▶ **Exercise data**
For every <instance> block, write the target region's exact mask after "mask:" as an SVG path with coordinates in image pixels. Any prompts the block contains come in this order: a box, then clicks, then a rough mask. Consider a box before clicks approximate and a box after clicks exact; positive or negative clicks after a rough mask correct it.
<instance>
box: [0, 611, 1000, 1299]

==

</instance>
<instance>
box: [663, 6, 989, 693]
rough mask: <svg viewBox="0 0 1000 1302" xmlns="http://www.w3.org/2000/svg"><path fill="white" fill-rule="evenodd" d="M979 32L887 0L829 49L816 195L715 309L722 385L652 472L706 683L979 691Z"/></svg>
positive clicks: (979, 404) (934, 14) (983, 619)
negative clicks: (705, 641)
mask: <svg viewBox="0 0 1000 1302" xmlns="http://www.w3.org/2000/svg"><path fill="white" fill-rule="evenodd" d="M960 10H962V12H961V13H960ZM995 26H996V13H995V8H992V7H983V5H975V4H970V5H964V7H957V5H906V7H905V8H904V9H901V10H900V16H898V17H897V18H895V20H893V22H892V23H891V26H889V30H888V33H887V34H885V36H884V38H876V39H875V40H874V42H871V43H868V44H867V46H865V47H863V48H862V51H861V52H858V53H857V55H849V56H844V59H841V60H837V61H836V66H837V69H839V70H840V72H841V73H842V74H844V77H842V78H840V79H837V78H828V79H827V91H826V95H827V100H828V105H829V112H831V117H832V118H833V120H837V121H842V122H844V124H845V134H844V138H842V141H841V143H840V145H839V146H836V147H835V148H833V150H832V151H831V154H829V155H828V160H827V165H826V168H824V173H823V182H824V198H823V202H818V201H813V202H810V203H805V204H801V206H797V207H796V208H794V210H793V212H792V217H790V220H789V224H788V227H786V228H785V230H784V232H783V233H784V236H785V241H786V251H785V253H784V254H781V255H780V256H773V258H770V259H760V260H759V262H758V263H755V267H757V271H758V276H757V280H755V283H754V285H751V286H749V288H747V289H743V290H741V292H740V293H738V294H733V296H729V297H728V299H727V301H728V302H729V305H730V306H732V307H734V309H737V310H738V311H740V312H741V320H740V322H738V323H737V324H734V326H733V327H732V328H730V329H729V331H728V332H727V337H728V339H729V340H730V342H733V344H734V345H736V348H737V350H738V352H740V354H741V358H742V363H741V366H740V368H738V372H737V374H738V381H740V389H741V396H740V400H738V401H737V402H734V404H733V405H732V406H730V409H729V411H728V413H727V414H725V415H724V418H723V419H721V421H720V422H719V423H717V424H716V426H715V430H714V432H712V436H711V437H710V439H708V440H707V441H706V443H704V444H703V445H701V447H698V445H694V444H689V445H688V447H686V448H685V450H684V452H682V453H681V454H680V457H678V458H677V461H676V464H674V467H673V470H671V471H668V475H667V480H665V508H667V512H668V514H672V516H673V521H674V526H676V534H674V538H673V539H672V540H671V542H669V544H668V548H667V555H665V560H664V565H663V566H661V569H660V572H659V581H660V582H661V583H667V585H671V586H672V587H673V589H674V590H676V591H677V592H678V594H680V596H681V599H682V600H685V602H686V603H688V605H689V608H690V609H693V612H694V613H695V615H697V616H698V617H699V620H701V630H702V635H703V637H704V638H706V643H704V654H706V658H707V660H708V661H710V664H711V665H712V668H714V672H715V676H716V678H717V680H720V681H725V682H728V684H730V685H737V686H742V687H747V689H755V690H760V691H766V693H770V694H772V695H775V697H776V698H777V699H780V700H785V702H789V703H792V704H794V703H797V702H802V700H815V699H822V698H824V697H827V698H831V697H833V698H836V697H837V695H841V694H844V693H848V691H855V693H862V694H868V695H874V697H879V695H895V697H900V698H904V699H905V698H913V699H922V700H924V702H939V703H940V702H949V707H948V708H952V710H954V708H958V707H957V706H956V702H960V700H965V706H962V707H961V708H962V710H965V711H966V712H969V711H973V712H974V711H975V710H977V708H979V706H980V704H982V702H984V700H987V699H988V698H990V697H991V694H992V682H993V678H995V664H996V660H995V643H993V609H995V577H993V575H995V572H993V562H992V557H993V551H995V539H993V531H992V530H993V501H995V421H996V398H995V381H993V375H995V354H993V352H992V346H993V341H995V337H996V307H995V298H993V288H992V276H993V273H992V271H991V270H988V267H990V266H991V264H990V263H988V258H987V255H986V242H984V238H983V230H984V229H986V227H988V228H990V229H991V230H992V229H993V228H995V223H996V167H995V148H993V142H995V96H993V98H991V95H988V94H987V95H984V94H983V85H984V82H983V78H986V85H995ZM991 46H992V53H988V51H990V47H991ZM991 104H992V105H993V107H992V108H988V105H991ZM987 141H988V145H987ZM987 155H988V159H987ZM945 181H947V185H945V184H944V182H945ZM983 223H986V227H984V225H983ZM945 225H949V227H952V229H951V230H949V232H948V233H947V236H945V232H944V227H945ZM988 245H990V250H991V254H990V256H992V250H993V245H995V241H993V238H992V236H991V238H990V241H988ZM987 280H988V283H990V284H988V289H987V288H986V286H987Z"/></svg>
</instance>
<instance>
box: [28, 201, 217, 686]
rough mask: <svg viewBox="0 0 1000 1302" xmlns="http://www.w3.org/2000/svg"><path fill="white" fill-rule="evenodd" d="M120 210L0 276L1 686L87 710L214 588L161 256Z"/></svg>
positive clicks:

▶ **Goal of the exercise**
Locate each row above that contains the string "negative" with matching case, and copy every such row in full.

▶ **Response area**
For every <instance> block, write the target region's exact mask after "mask:" as an SVG path with coordinates in image pixels. Any prompts the block contains come in this order: a box, then clicks, then a rough mask. Consider a box before clicks approximate and a box after clicks exact; positive or negative clicks after a rough mask correct it.
negative clicks: (705, 641)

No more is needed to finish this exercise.